Extract:

+++

Informatics Algorithms and Big-Data Processing

Informatics is the term commonly used for calculations that are more data-intensive than compute-intensive. Often such calculations are limited by the size of the data sets that can be handled rather than the total amount of raw computation they require. Algorithms for data mining, classificiation, machine learning, and pattern matching can fall in this category.

Informatics is now being performed on Terabyte and even Petabyte data sets on large distributed cloud computing platforms via programming paradigms such as MapReduce, implemented in software packages like Hadoop. With my background in large-scale parallel computing, I'm interested in seeing whether traditional supercomputers can also be used effectively for these kinds of tasks.

To experiement with this, we've written two different software packages.

The first implements MapReduce on top of distributed-memory message passing (MPI). Our open-source software is called the MapReduce-MPI (MR-MPI) library, and can be downloaded here. The doc pages for the library describe the software in more detail.

Collaborators on the MapReduce-MPI library:

Karen Devine, Sandia
Jon Berry, Sandia

The second is a small open-source library that serves as a framework for running streaming calculations in a pipelined fashion, as a set of independent processes passing a continuous stream of data among themselves. The library is called PHISH, for Parallel Harness for Informatic Stream Hashing, because fish swim in a stream. The doc pages for the library describe the software in more detail.

Collaborator on the PHISH library:

Tim Shead, Sandia

This paper describes the PHISH library and several streaming graph algorithms.

Streaming data analytics via message passing with application to graph algorithms, S. J. Plimpton and T. Shead, J Parallel and Distributed Computing, 74, 2687-2698 (2014). (abstract)

This paper describes the use of PHISH to identify connected components in a stream of graph edges.

Maintaining connected components for infinite graph streams, J. W. Berry, M. Oster, C. A. Phillips, S. J. Plimpton, T. M Shead, BigMine-13, a KDD13 workshop - 2nd International Workshop on Big Data, Streams and Heterogeneous Source Mining, Chicago, IL, Aug 2013. (abstract)

This paper describes the MR-MPI library and several MapReduce graph algorithms for informatics problems.

MapReduce in MPI for Large-Scale Graph Algorithms, S. J. Plimpton and K. D. Devine, Parallel Computing, 37, 610-632 (2011). (abstract)

+++

Extracted material:
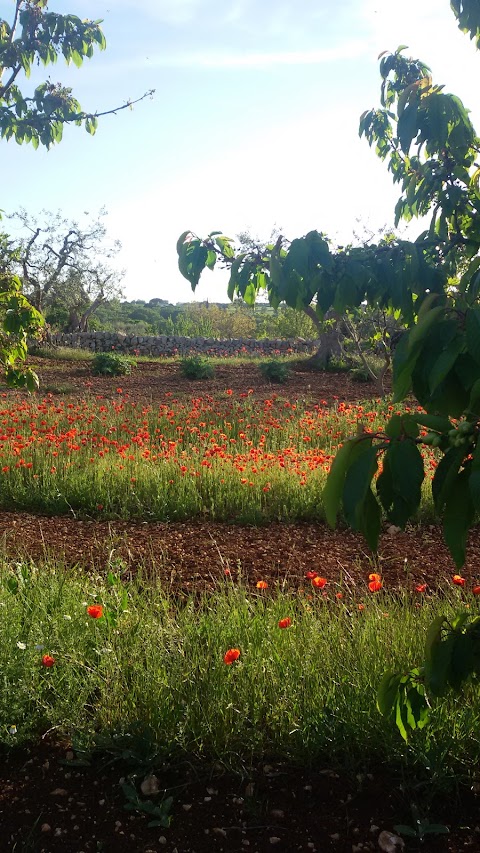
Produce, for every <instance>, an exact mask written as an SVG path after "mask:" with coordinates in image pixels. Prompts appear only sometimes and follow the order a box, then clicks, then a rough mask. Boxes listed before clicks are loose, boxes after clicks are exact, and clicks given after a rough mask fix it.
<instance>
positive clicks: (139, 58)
mask: <svg viewBox="0 0 480 853" xmlns="http://www.w3.org/2000/svg"><path fill="white" fill-rule="evenodd" d="M364 53H365V44H364V42H362V41H360V40H351V41H347V42H344V43H343V44H341V45H338V46H336V47H328V48H324V49H320V50H304V51H300V50H298V51H266V52H255V53H238V52H237V53H235V52H233V53H213V52H206V53H191V52H189V53H186V52H185V53H177V54H170V55H169V54H168V53H167V54H165V53H163V54H159V55H158V56H153V57H152V56H149V57H148V58H139V59H138V60H129V61H128V62H127V63H125V64H124V63H122V68H123V69H125V68H126V67H127V65H128V67H131V68H139V66H142V65H143V66H144V67H145V68H155V67H157V68H198V69H202V68H205V69H225V70H227V69H241V68H258V69H261V68H273V67H275V66H282V65H283V66H285V65H286V66H288V65H324V64H325V63H328V62H336V61H338V60H342V59H352V58H355V57H359V56H362V55H363V54H364Z"/></svg>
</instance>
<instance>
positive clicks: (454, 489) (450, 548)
mask: <svg viewBox="0 0 480 853" xmlns="http://www.w3.org/2000/svg"><path fill="white" fill-rule="evenodd" d="M474 517H475V507H474V504H473V500H472V495H471V493H470V488H469V483H468V471H467V470H463V471H461V472H460V474H458V475H457V477H456V478H455V479H454V481H453V483H452V485H451V488H450V490H449V494H448V496H447V498H446V501H445V511H444V514H443V535H444V538H445V542H446V543H447V546H448V549H449V551H450V553H451V555H452V557H453V559H454V561H455V565H456V566H457V568H459V569H460V568H461V567H462V566H463V565H464V563H465V549H466V544H467V534H468V531H469V529H470V527H471V526H472V524H473V520H474Z"/></svg>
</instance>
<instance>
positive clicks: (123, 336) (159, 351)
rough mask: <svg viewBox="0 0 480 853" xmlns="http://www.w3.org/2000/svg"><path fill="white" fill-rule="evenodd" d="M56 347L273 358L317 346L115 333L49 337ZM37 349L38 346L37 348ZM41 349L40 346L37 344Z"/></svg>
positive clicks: (308, 344)
mask: <svg viewBox="0 0 480 853" xmlns="http://www.w3.org/2000/svg"><path fill="white" fill-rule="evenodd" d="M49 341H50V342H51V343H52V344H53V345H54V346H62V347H74V348H79V349H86V350H91V351H92V352H112V350H113V351H114V352H120V353H126V354H128V355H153V356H159V355H165V356H168V355H181V356H185V355H191V354H193V353H196V354H200V355H215V356H220V357H221V356H233V355H245V354H251V355H253V354H255V355H265V356H274V355H279V354H282V353H283V354H285V353H290V352H295V353H297V352H298V353H310V352H314V351H315V349H316V347H317V344H318V342H317V341H305V340H302V339H299V340H290V341H282V340H254V339H251V338H245V339H243V338H238V339H236V340H233V339H229V340H223V341H222V340H216V339H214V338H187V337H182V336H180V335H158V336H155V335H138V336H137V335H120V334H116V333H113V332H72V333H62V332H58V333H54V334H50V337H49ZM34 345H35V344H34ZM37 345H38V344H37Z"/></svg>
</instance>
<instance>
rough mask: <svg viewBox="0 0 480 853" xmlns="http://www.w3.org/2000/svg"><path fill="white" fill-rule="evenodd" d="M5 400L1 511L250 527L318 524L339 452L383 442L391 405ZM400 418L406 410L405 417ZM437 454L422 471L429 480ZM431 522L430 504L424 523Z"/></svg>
mask: <svg viewBox="0 0 480 853" xmlns="http://www.w3.org/2000/svg"><path fill="white" fill-rule="evenodd" d="M114 394H115V398H114V399H111V398H103V397H100V398H97V399H95V398H94V399H92V398H84V399H74V400H68V398H62V399H58V398H57V397H53V396H50V397H49V396H47V397H44V398H42V397H41V396H39V397H32V398H26V399H21V400H20V399H16V400H15V399H14V398H12V397H8V396H6V395H4V396H3V398H2V399H1V402H2V403H3V405H2V407H1V408H0V430H1V432H0V482H1V490H0V505H1V506H3V508H5V509H8V508H11V507H15V508H17V509H24V510H36V511H42V512H47V513H57V514H62V513H63V514H70V513H74V514H78V515H80V516H82V515H83V516H85V515H90V516H96V517H98V516H100V517H107V518H123V519H129V518H145V519H151V520H152V519H156V520H164V521H168V520H180V519H191V518H194V517H204V518H205V517H208V518H211V519H215V520H220V521H230V522H231V521H236V522H240V521H243V522H256V523H265V522H268V521H273V520H276V521H279V520H281V521H298V520H304V521H308V520H320V519H322V518H324V513H323V508H322V490H323V488H324V485H325V480H326V475H327V472H328V471H329V469H330V465H331V461H332V459H333V456H334V455H335V453H336V451H337V449H338V447H339V445H340V444H341V443H342V442H343V441H344V440H345V438H347V437H348V436H349V435H351V433H352V431H353V432H355V431H357V430H358V429H362V430H366V431H369V432H371V433H372V435H376V434H383V430H384V424H385V422H386V418H387V417H388V415H389V414H390V411H391V410H392V406H391V404H389V403H387V402H385V401H380V400H373V401H369V402H365V403H364V404H360V403H358V404H347V403H344V402H341V401H338V402H337V404H336V405H335V406H334V407H333V408H331V407H329V406H327V401H326V400H320V401H319V402H317V403H312V405H311V406H310V405H307V404H306V403H305V402H302V401H301V400H300V401H299V400H295V399H293V400H290V399H288V397H285V396H280V395H276V394H273V395H272V396H271V397H269V398H266V399H263V400H259V399H254V390H253V389H249V388H247V390H246V391H243V392H240V393H239V394H235V393H234V392H233V391H232V389H228V388H227V389H226V390H224V391H223V393H220V394H218V395H215V396H213V395H209V394H206V395H199V396H198V397H194V398H190V399H180V398H178V397H175V396H173V394H172V393H171V392H166V393H165V396H164V402H163V403H160V404H158V403H157V404H147V403H141V402H138V401H137V400H135V399H131V398H130V397H129V396H128V394H125V393H124V392H123V389H122V388H121V387H117V388H116V389H115V390H114ZM407 409H408V407H407ZM435 453H436V451H435V449H434V448H431V449H430V448H429V449H428V462H427V464H428V466H429V470H430V472H431V474H433V472H434V471H435V466H436V457H435ZM429 511H430V504H429V502H428V498H426V501H425V506H424V512H426V513H428V512H429Z"/></svg>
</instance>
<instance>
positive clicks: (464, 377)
mask: <svg viewBox="0 0 480 853" xmlns="http://www.w3.org/2000/svg"><path fill="white" fill-rule="evenodd" d="M451 7H452V10H453V12H454V14H455V16H456V18H457V21H458V24H459V27H460V28H461V29H462V30H463V31H464V32H466V33H467V34H468V35H469V36H470V38H472V39H473V40H475V42H476V45H477V46H480V0H452V2H451ZM405 50H406V48H405V47H404V46H401V47H399V48H398V49H397V50H396V51H394V52H393V53H384V54H382V55H381V56H380V57H379V60H380V76H381V88H380V106H379V108H378V109H375V110H369V111H366V112H365V113H363V115H362V116H361V119H360V127H359V132H360V136H364V137H365V138H366V139H367V141H368V143H369V144H370V146H372V147H374V148H375V151H376V154H377V156H378V157H380V158H381V159H382V160H384V161H386V163H387V164H388V170H389V171H390V173H391V175H392V178H393V181H394V183H395V184H397V185H398V186H399V191H400V195H399V199H398V202H397V205H396V209H395V216H396V221H397V222H399V221H400V220H409V219H412V218H413V217H427V218H428V220H429V221H428V227H427V228H426V230H425V231H424V232H423V233H422V234H420V236H419V237H418V238H417V239H416V240H414V241H405V240H398V239H395V240H393V241H391V242H388V243H387V244H386V245H385V244H384V245H382V244H377V245H370V246H364V247H346V248H341V247H337V248H335V249H332V247H331V245H330V244H329V242H328V240H327V238H326V237H325V235H324V234H322V233H319V232H317V231H311V232H310V233H309V234H307V235H306V236H304V237H300V238H296V239H294V240H292V241H291V242H288V241H285V240H284V238H283V237H279V238H278V239H277V241H276V242H275V244H273V245H270V246H268V247H266V251H265V252H264V253H262V255H261V256H259V255H256V254H255V253H254V252H243V253H240V254H237V253H236V252H235V249H234V247H233V245H232V241H230V240H229V239H228V238H227V237H226V236H225V235H223V234H221V232H216V231H213V232H211V233H210V234H209V235H208V237H207V238H206V239H204V240H202V239H200V238H199V237H197V236H196V235H193V234H192V233H191V232H188V231H187V232H185V233H184V234H182V236H181V237H180V239H179V241H178V246H177V249H178V254H179V267H180V270H181V272H182V273H183V275H184V276H185V277H186V278H187V279H188V280H189V281H190V282H191V285H192V287H193V288H195V287H196V285H197V283H198V280H199V277H200V274H201V272H202V270H203V269H204V268H206V267H207V268H210V269H213V268H214V266H215V264H216V262H217V260H218V259H220V262H223V263H224V264H227V265H228V266H229V267H230V282H229V287H228V291H229V296H230V297H231V298H232V297H233V296H234V295H235V294H239V295H241V296H243V297H244V298H245V300H246V301H249V302H252V301H254V299H255V297H256V295H257V293H258V291H259V290H261V289H265V290H266V291H267V293H268V298H269V300H270V302H271V303H272V304H278V303H279V302H281V301H284V302H286V303H287V304H288V305H292V306H293V307H302V306H304V305H305V304H310V303H312V304H313V305H314V307H315V310H316V312H317V313H318V314H320V315H323V314H324V313H325V312H326V311H327V310H328V309H330V308H333V309H334V310H336V311H338V312H342V311H343V310H345V309H346V308H347V307H358V306H359V305H360V304H362V303H363V302H366V303H368V304H371V305H377V306H380V307H384V308H386V309H390V310H397V311H398V312H399V313H400V315H401V317H402V320H403V322H404V323H405V325H406V326H407V332H406V333H405V334H404V336H403V337H402V339H401V341H400V343H399V345H398V347H397V349H396V351H395V356H394V362H393V389H394V400H395V401H396V402H397V403H399V402H401V401H402V400H404V399H405V398H406V397H407V396H408V395H410V394H413V395H414V397H415V398H416V401H417V403H418V404H419V405H418V408H417V410H416V411H415V410H414V411H413V412H412V411H410V412H408V413H405V414H402V413H401V410H400V412H399V413H396V414H394V415H392V417H391V418H390V420H389V422H388V423H387V425H386V428H385V430H384V431H381V432H377V433H372V432H369V431H368V430H366V429H363V428H362V429H361V430H360V432H359V433H358V434H357V435H355V436H353V437H352V438H351V439H349V440H348V441H345V442H344V444H343V446H342V447H341V449H340V450H339V451H338V453H337V455H336V457H335V460H334V462H333V464H332V467H331V471H330V473H329V476H328V480H327V484H326V487H325V490H324V494H323V501H324V508H325V513H326V517H327V521H328V522H329V523H330V524H331V525H335V523H336V519H337V515H338V513H339V511H340V509H342V510H343V516H344V518H345V520H346V522H347V523H348V524H349V525H350V526H351V527H352V528H354V529H355V530H358V531H361V532H362V533H363V534H364V536H365V537H366V539H367V541H368V543H369V545H370V547H371V548H372V550H376V548H377V545H378V540H379V536H380V532H381V521H382V512H383V513H384V514H385V515H386V517H387V518H388V520H389V521H390V522H392V523H393V524H395V525H398V526H399V527H401V528H404V527H405V525H406V524H407V522H408V521H409V520H410V519H412V518H413V517H414V516H415V513H416V511H417V509H418V507H419V505H420V500H421V491H422V486H423V481H424V479H425V470H424V461H423V457H422V454H421V451H420V448H421V446H422V445H430V446H433V447H435V448H436V449H437V450H438V456H439V459H438V465H437V467H436V470H435V475H434V477H433V481H432V497H433V502H434V505H435V509H436V511H437V513H438V514H439V515H440V516H441V518H442V523H443V531H444V537H445V541H446V544H447V546H448V548H449V550H450V553H451V555H452V558H453V560H454V562H455V565H456V566H457V567H458V568H460V567H461V566H462V565H463V564H464V562H465V557H466V543H467V534H468V531H469V529H470V527H471V526H472V524H473V523H474V520H475V518H478V514H479V512H480V304H479V295H480V140H479V138H478V136H477V133H476V131H475V128H474V127H473V124H472V122H471V119H470V116H469V113H468V110H467V109H466V108H465V106H464V105H463V103H462V101H461V100H460V98H458V97H457V96H456V95H453V94H450V93H448V92H446V91H445V89H444V86H442V85H438V84H437V83H435V82H434V81H433V78H432V74H431V71H430V69H429V68H428V66H427V65H425V63H423V62H421V61H420V60H418V59H414V58H410V57H407V56H406V55H405ZM472 675H473V676H477V677H478V676H479V675H480V617H475V618H473V619H472V620H469V619H468V614H467V612H463V613H462V614H460V615H459V616H458V618H456V619H454V620H453V621H448V620H447V619H446V618H445V617H439V618H438V619H437V620H436V621H435V622H434V623H433V624H432V626H431V628H430V630H429V633H428V636H427V641H426V646H425V660H424V662H423V664H422V665H421V666H419V667H416V668H414V669H411V670H408V671H406V672H395V673H386V675H385V678H384V679H383V681H382V684H381V685H380V688H379V692H378V707H379V709H380V711H381V712H382V713H383V714H385V715H387V716H391V717H392V718H393V719H395V721H396V724H397V726H398V728H399V730H400V732H401V733H402V735H403V736H404V737H405V738H406V737H407V732H408V729H415V728H422V727H423V726H424V725H425V724H426V722H427V720H428V714H429V708H430V703H431V700H432V699H433V698H434V697H437V696H442V695H443V694H444V693H445V691H446V690H447V689H448V688H453V689H455V690H459V689H460V688H461V687H462V685H463V683H464V682H465V681H466V680H467V679H468V678H470V677H471V676H472Z"/></svg>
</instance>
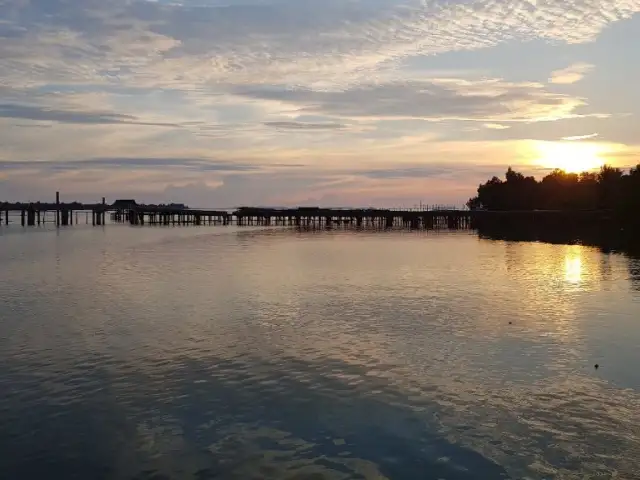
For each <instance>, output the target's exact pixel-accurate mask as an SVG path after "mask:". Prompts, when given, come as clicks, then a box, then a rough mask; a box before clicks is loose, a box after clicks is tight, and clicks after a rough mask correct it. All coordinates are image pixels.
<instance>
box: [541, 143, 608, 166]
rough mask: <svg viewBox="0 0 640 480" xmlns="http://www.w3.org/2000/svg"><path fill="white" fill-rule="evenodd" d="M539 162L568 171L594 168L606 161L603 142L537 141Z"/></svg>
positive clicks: (605, 152)
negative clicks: (589, 142) (602, 154)
mask: <svg viewBox="0 0 640 480" xmlns="http://www.w3.org/2000/svg"><path fill="white" fill-rule="evenodd" d="M535 148H536V150H537V155H538V158H537V159H536V160H537V163H539V164H540V165H541V166H543V167H545V168H559V169H561V170H564V171H565V172H568V173H579V172H584V171H587V170H593V169H594V168H598V167H600V166H602V165H603V164H604V163H606V159H605V158H603V157H602V156H601V155H602V154H604V153H606V152H607V148H606V147H605V146H604V145H602V144H597V143H587V142H584V143H582V142H536V146H535Z"/></svg>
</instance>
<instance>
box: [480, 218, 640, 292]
mask: <svg viewBox="0 0 640 480" xmlns="http://www.w3.org/2000/svg"><path fill="white" fill-rule="evenodd" d="M478 234H479V235H480V237H482V238H487V239H491V240H503V241H505V242H507V243H506V244H505V245H506V246H505V262H506V268H507V270H508V271H517V270H518V269H520V268H522V265H523V262H524V261H525V259H523V255H524V256H527V255H529V254H530V253H531V252H528V253H525V251H523V250H522V249H519V248H516V246H515V245H516V244H515V243H514V242H543V243H550V244H563V245H575V244H579V245H584V246H590V247H597V248H598V249H599V250H600V251H601V252H602V253H603V254H610V253H624V254H625V255H626V257H627V263H628V269H629V281H630V283H631V286H632V288H634V289H635V290H638V291H640V233H637V232H634V233H625V232H624V231H619V232H612V231H603V230H600V229H593V230H585V231H579V232H576V231H575V230H572V229H567V231H563V230H562V229H559V230H558V229H553V230H546V229H544V228H542V229H541V228H536V227H535V226H532V225H523V226H522V228H520V227H517V228H513V227H509V228H500V227H498V228H495V227H492V228H486V227H483V228H481V229H479V230H478ZM527 262H528V260H527ZM582 270H587V271H588V272H589V273H591V274H594V273H596V272H597V275H598V277H599V279H601V280H608V279H611V278H612V276H613V272H614V267H613V264H612V261H611V257H610V256H609V255H602V256H601V257H600V261H599V264H598V265H595V264H593V265H590V266H589V267H588V268H586V267H585V266H584V265H583V266H582Z"/></svg>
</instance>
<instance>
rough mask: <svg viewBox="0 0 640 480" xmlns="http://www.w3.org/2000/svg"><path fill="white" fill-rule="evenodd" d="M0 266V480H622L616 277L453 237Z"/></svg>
mask: <svg viewBox="0 0 640 480" xmlns="http://www.w3.org/2000/svg"><path fill="white" fill-rule="evenodd" d="M7 233H8V234H7ZM0 263H1V264H2V265H3V269H2V270H0V292H2V295H3V307H4V309H3V312H2V322H0V365H2V367H1V371H2V375H1V376H0V391H2V392H6V394H4V395H3V396H2V397H1V398H0V445H2V452H3V455H2V456H1V457H0V471H2V472H5V473H6V474H7V475H8V477H7V478H21V479H29V478H45V477H46V478H65V479H66V478H105V479H107V478H108V479H124V478H132V479H134V478H135V479H142V478H156V479H157V478H179V479H182V478H185V479H202V478H238V479H245V478H273V479H280V478H316V479H321V478H372V479H373V478H394V479H396V478H429V479H430V478H433V479H438V478H446V479H454V480H455V479H483V480H484V479H494V478H496V479H498V478H514V479H520V478H531V479H542V478H558V479H583V478H613V475H614V473H615V472H617V475H618V476H619V478H633V475H635V474H636V472H637V471H639V469H640V463H639V460H638V459H639V458H640V426H639V425H640V408H639V407H640V402H639V400H640V375H639V374H638V373H636V370H635V364H636V362H637V353H636V352H637V345H638V343H639V342H640V325H638V321H637V319H638V318H640V315H639V313H640V301H639V299H640V293H639V285H640V282H639V281H638V278H640V274H639V273H638V272H639V271H640V270H639V269H638V267H637V261H636V260H633V259H627V258H625V257H623V256H617V255H604V254H602V253H601V252H599V251H597V250H596V249H593V248H587V247H582V246H563V245H545V244H538V243H517V242H493V241H487V240H480V239H478V238H476V237H475V236H473V235H469V234H446V233H440V234H431V233H429V234H426V233H413V232H412V233H409V232H402V233H401V232H394V233H382V232H379V233H373V234H372V233H364V232H360V233H357V234H356V233H344V232H315V233H309V232H307V233H304V232H302V233H301V232H283V231H277V230H270V231H246V230H245V231H236V230H234V229H232V228H229V229H222V228H213V229H196V228H194V229H189V228H183V229H180V228H169V229H133V228H128V227H118V226H111V227H109V228H105V229H91V228H87V229H82V228H75V229H68V230H63V231H59V232H45V231H40V232H39V233H35V232H34V233H31V232H30V233H27V234H22V233H20V232H18V231H13V232H12V233H9V232H7V231H6V230H5V231H4V234H3V235H2V236H0ZM595 363H599V364H601V365H602V367H601V368H600V369H599V370H597V371H596V370H595V369H594V368H593V365H594V364H595Z"/></svg>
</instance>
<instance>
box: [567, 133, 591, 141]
mask: <svg viewBox="0 0 640 480" xmlns="http://www.w3.org/2000/svg"><path fill="white" fill-rule="evenodd" d="M597 136H598V134H597V133H590V134H589V135H573V136H571V137H562V139H563V140H567V141H574V140H587V139H589V138H595V137H597Z"/></svg>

+++

Tasks and exercises:
1. Copy the part of the informatics page from "Karen Devine, Sandia" to "of graph edges.".
2. In the rows, from the start through the line with "positive clicks: (139, 58)", rename "clicks" to "points" and give back only those lines, otherwise unchanged and without the pictures.

Answer set:
1.
Karen Devine, Sandia
Jon Berry, Sandia

The second is a small open-source library that serves as a framework for running streaming calculations in a pipelined fashion, as a set of independent processes passing a continuous stream of data among themselves. The library is called PHISH, for Parallel Harness for Informatic Stream Hashing, because fish swim in a stream. The doc pages for the library describe the software in more detail.

Collaborator on the PHISH library:

Tim Shead, Sandia

This paper describes the PHISH library and several streaming graph algorithms.

Streaming data analytics via message passing with application to graph algorithms, S. J. Plimpton and T. Shead, J Parallel and Distributed Computing, 74, 2687-2698 (2014). (abstract)

This paper describes the use of PHISH to identify connected components in a stream of graph edges.

2.
Produce, for every <instance>, an exact mask written as an SVG path after "mask:" with coordinates in image pixels. Prompts appear only sometimes and follow the order a box, then points, then a rough mask. Boxes listed before points are loose, boxes after points are exact, and points given after a rough mask fix it.
<instance>
positive points: (139, 58)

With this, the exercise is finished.